• TASK MATERIAL:

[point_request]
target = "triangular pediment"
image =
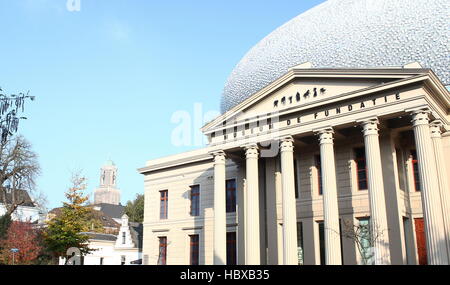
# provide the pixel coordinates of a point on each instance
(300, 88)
...
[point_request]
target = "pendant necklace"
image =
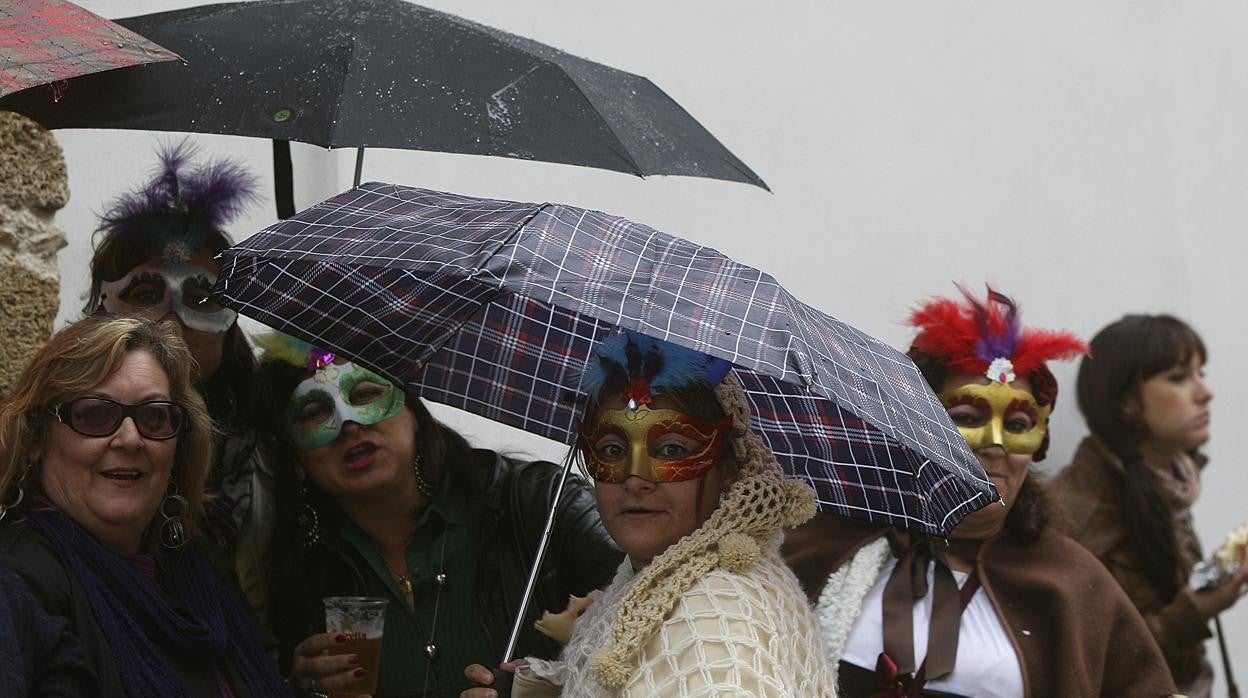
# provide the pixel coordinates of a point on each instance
* * *
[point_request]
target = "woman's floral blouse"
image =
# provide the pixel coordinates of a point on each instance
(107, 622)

• EXERCISE: Which lines in the listing contain the string "target"? Locate each one and copy it out in full.

• TASK ANSWER:
target = "triangular pediment"
target = "pendant necklace"
target = "woman's floral blouse"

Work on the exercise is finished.